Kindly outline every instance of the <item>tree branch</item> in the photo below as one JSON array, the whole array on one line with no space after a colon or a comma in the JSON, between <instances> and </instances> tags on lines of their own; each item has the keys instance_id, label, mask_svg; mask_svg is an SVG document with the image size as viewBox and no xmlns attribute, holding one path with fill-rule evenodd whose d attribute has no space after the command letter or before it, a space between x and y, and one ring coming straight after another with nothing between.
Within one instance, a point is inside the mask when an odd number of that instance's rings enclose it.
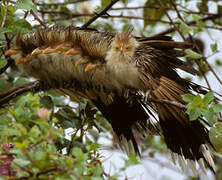
<instances>
[{"instance_id":1,"label":"tree branch","mask_svg":"<svg viewBox=\"0 0 222 180\"><path fill-rule=\"evenodd\" d=\"M0 32L2 31L3 27L5 26L5 21L6 21L6 18L7 18L7 14L8 14L8 1L6 1L5 12L4 12L2 23L1 23L1 26L0 26Z\"/></svg>"},{"instance_id":2,"label":"tree branch","mask_svg":"<svg viewBox=\"0 0 222 180\"><path fill-rule=\"evenodd\" d=\"M8 69L8 67L11 66L12 64L13 64L13 60L9 59L7 61L7 64L3 68L0 69L0 74L4 73Z\"/></svg>"},{"instance_id":3,"label":"tree branch","mask_svg":"<svg viewBox=\"0 0 222 180\"><path fill-rule=\"evenodd\" d=\"M119 0L111 0L111 2L98 14L96 14L94 17L92 17L88 22L83 24L82 28L87 28L90 24L92 24L96 19L101 17L102 15L106 14L106 12Z\"/></svg>"},{"instance_id":4,"label":"tree branch","mask_svg":"<svg viewBox=\"0 0 222 180\"><path fill-rule=\"evenodd\" d=\"M206 17L203 17L203 18L200 18L199 20L192 20L192 21L189 21L189 22L185 22L187 25L196 25L198 21L208 21L208 20L214 20L214 19L218 19L222 17L222 14L215 14L215 15L209 15L209 16L206 16ZM163 35L167 35L171 32L174 32L176 31L175 28L169 28L169 29L166 29L160 33L157 33L155 34L154 36L152 37L156 37L156 36L163 36Z\"/></svg>"},{"instance_id":5,"label":"tree branch","mask_svg":"<svg viewBox=\"0 0 222 180\"><path fill-rule=\"evenodd\" d=\"M0 94L0 107L8 103L10 100L26 92L36 93L39 91L44 91L44 90L49 90L49 89L50 89L50 86L42 81L34 81L34 82L26 83L16 88L11 88L8 91Z\"/></svg>"}]
</instances>

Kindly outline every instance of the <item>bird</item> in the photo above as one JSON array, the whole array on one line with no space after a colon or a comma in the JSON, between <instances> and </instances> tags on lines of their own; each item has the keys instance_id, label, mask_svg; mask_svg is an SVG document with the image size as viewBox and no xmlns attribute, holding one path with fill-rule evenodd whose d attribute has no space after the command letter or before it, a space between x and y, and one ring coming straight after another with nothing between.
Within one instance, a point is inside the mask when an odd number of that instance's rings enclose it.
<instances>
[{"instance_id":1,"label":"bird","mask_svg":"<svg viewBox=\"0 0 222 180\"><path fill-rule=\"evenodd\" d=\"M155 131L164 137L173 154L205 161L215 169L208 129L201 118L190 121L184 109L147 100L186 105L181 95L206 93L176 71L198 74L179 59L185 55L183 49L191 46L169 36L136 37L130 30L110 33L56 26L19 35L5 55L18 62L28 76L47 82L63 94L91 100L127 153L139 154L135 133ZM153 112L158 115L160 129L151 121Z\"/></svg>"}]
</instances>

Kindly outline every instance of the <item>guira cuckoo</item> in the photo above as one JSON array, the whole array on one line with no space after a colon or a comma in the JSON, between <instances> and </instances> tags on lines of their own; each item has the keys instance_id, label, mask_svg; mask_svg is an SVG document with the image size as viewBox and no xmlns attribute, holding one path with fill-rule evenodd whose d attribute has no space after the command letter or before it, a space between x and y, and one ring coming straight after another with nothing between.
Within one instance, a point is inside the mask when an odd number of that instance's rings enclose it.
<instances>
[{"instance_id":1,"label":"guira cuckoo","mask_svg":"<svg viewBox=\"0 0 222 180\"><path fill-rule=\"evenodd\" d=\"M214 169L208 130L200 119L190 121L178 107L146 101L148 97L185 105L182 94L205 93L176 72L178 68L198 73L178 59L190 46L167 36L134 37L130 32L53 27L18 36L5 54L27 75L61 93L90 99L112 125L126 152L139 152L134 133L148 132L150 116L156 112L161 130L155 125L152 128L163 135L173 153L204 160Z\"/></svg>"}]
</instances>

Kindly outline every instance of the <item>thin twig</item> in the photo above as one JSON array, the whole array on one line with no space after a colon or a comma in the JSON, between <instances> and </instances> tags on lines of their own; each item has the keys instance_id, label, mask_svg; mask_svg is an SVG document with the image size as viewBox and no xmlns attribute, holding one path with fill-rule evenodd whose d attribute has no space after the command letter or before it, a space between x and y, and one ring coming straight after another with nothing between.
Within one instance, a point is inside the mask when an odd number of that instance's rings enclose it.
<instances>
[{"instance_id":1,"label":"thin twig","mask_svg":"<svg viewBox=\"0 0 222 180\"><path fill-rule=\"evenodd\" d=\"M111 0L111 2L98 14L96 14L94 17L92 17L88 22L83 24L82 28L87 28L90 24L92 24L96 19L101 17L102 15L106 14L107 11L119 0Z\"/></svg>"},{"instance_id":2,"label":"thin twig","mask_svg":"<svg viewBox=\"0 0 222 180\"><path fill-rule=\"evenodd\" d=\"M35 20L37 20L42 26L47 28L46 24L37 16L37 14L35 14L35 12L32 9L31 9L30 13L33 15Z\"/></svg>"},{"instance_id":3,"label":"thin twig","mask_svg":"<svg viewBox=\"0 0 222 180\"><path fill-rule=\"evenodd\" d=\"M2 23L1 23L1 26L0 26L0 32L2 32L2 29L5 26L7 14L8 14L8 1L6 1L6 4L5 4L5 13L3 15Z\"/></svg>"},{"instance_id":4,"label":"thin twig","mask_svg":"<svg viewBox=\"0 0 222 180\"><path fill-rule=\"evenodd\" d=\"M18 97L21 94L24 94L26 92L39 92L42 90L48 90L49 88L45 88L43 85L41 85L40 81L34 81L31 83L26 83L22 86L12 88L4 93L0 94L0 107L6 103L8 103L10 100L14 99L15 97Z\"/></svg>"},{"instance_id":5,"label":"thin twig","mask_svg":"<svg viewBox=\"0 0 222 180\"><path fill-rule=\"evenodd\" d=\"M13 64L13 60L12 59L9 59L7 61L7 64L0 69L0 74L4 73L6 71L6 69L8 69L9 66L11 66L11 64Z\"/></svg>"},{"instance_id":6,"label":"thin twig","mask_svg":"<svg viewBox=\"0 0 222 180\"><path fill-rule=\"evenodd\" d=\"M57 2L57 3L36 3L36 5L38 5L38 6L65 6L65 5L69 5L69 4L82 3L84 1L89 1L89 0L76 0L76 1Z\"/></svg>"},{"instance_id":7,"label":"thin twig","mask_svg":"<svg viewBox=\"0 0 222 180\"><path fill-rule=\"evenodd\" d=\"M218 18L220 18L220 17L222 17L222 14L209 15L209 16L200 18L200 19L198 19L198 20L192 20L192 21L185 22L185 23L186 23L187 25L195 25L195 24L197 24L197 22L199 22L199 21L205 22L205 21L208 21L208 20L218 19ZM159 33L155 34L155 35L152 36L152 37L167 35L167 34L169 34L169 33L171 33L171 32L174 32L175 30L176 30L175 28L169 28L169 29L166 29L166 30L164 30L164 31L162 31L162 32L159 32Z\"/></svg>"},{"instance_id":8,"label":"thin twig","mask_svg":"<svg viewBox=\"0 0 222 180\"><path fill-rule=\"evenodd\" d=\"M169 101L169 100L166 100L166 99L153 99L153 98L147 98L146 100L149 101L149 102L155 102L155 103L158 103L158 104L172 105L172 106L178 107L178 108L183 109L183 110L186 109L186 106L184 104L181 104L181 103L178 103L178 102L175 102L175 101Z\"/></svg>"}]
</instances>

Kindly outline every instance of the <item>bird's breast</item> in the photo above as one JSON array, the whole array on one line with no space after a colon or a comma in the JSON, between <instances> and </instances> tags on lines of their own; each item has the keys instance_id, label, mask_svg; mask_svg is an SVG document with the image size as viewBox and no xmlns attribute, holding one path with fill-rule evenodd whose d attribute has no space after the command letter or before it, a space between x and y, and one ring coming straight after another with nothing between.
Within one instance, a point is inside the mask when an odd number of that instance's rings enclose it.
<instances>
[{"instance_id":1,"label":"bird's breast","mask_svg":"<svg viewBox=\"0 0 222 180\"><path fill-rule=\"evenodd\" d=\"M125 87L138 88L139 72L135 63L107 62L109 72Z\"/></svg>"}]
</instances>

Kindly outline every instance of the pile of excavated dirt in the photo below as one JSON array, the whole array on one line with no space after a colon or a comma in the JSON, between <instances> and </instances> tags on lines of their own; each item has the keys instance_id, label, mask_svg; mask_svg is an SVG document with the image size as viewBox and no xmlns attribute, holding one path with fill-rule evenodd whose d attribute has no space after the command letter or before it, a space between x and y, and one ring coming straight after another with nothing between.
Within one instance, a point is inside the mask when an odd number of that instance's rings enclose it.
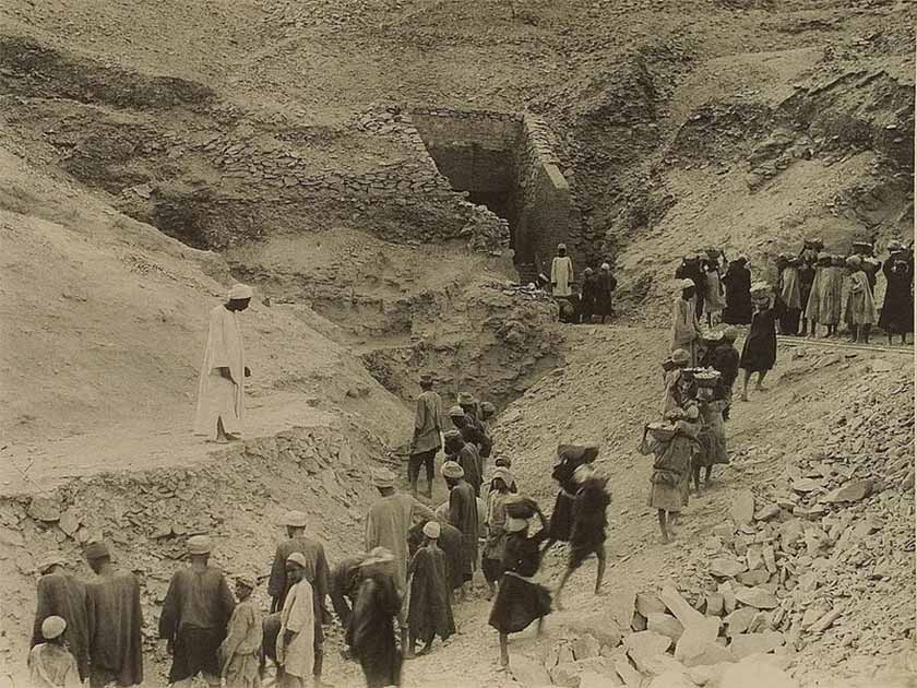
<instances>
[{"instance_id":1,"label":"pile of excavated dirt","mask_svg":"<svg viewBox=\"0 0 917 688\"><path fill-rule=\"evenodd\" d=\"M915 625L906 357L782 349L772 390L733 407L730 465L692 496L674 543L662 545L646 506L651 462L635 451L662 405L659 340L579 329L567 368L500 419L496 451L548 509L557 444L603 444L598 465L612 496L607 597L579 592L591 586L593 564L571 579L571 610L551 617L571 633L561 644L572 643L560 659L548 655L553 683L582 685L577 677L598 672L630 686L636 671L708 685L728 664L769 652L802 685L878 681L902 668ZM551 577L560 554L547 560ZM598 654L579 661L577 642ZM526 654L540 662L538 648Z\"/></svg>"},{"instance_id":2,"label":"pile of excavated dirt","mask_svg":"<svg viewBox=\"0 0 917 688\"><path fill-rule=\"evenodd\" d=\"M450 398L467 390L502 404L562 360L553 301L510 288L502 259L455 244L403 246L336 227L225 256L273 303L305 304L335 323L329 336L406 401L428 370Z\"/></svg>"}]
</instances>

Written task: Reproduce word for word the lines from the one containing "Kindly outline every instance of the pile" through the last of the lines, both ends included, and leave the pictures out of your answer.

Task result:
Kindly outline every instance of the pile of excavated dirt in the photo below as one JSON array, the whole array on one line with no space after a colon or a comma in the JSON, between <instances> and </instances> tags on lines of their own; each item has the keys instance_id, label, mask_svg; mask_svg is an SVG document with the image size as viewBox and no xmlns attribute, holding one path with fill-rule evenodd whose d attribute has no space after the command letter or before it, a space between x and y, and one ring coming straight after another with nothing between.
Within one instance, a point is inside the mask when an odd number of that instance's rings enclose it.
<instances>
[{"instance_id":1,"label":"pile of excavated dirt","mask_svg":"<svg viewBox=\"0 0 917 688\"><path fill-rule=\"evenodd\" d=\"M915 625L906 357L782 349L772 390L733 407L730 465L692 496L674 543L662 545L646 506L651 462L635 451L662 405L659 340L579 329L567 368L500 419L496 451L548 509L557 444L603 444L598 465L612 496L607 597L579 592L591 586L593 564L571 579L571 610L551 617L571 633L561 644L572 643L560 659L548 655L553 683L582 685L577 677L598 672L630 686L636 671L708 685L728 664L769 652L802 685L878 681L902 668ZM551 577L560 554L547 560ZM598 654L579 661L577 642ZM526 654L540 662L538 648Z\"/></svg>"},{"instance_id":2,"label":"pile of excavated dirt","mask_svg":"<svg viewBox=\"0 0 917 688\"><path fill-rule=\"evenodd\" d=\"M450 398L467 390L502 404L562 360L553 301L510 288L502 259L455 244L403 246L336 227L225 256L273 303L305 304L335 323L329 336L406 401L428 370Z\"/></svg>"}]
</instances>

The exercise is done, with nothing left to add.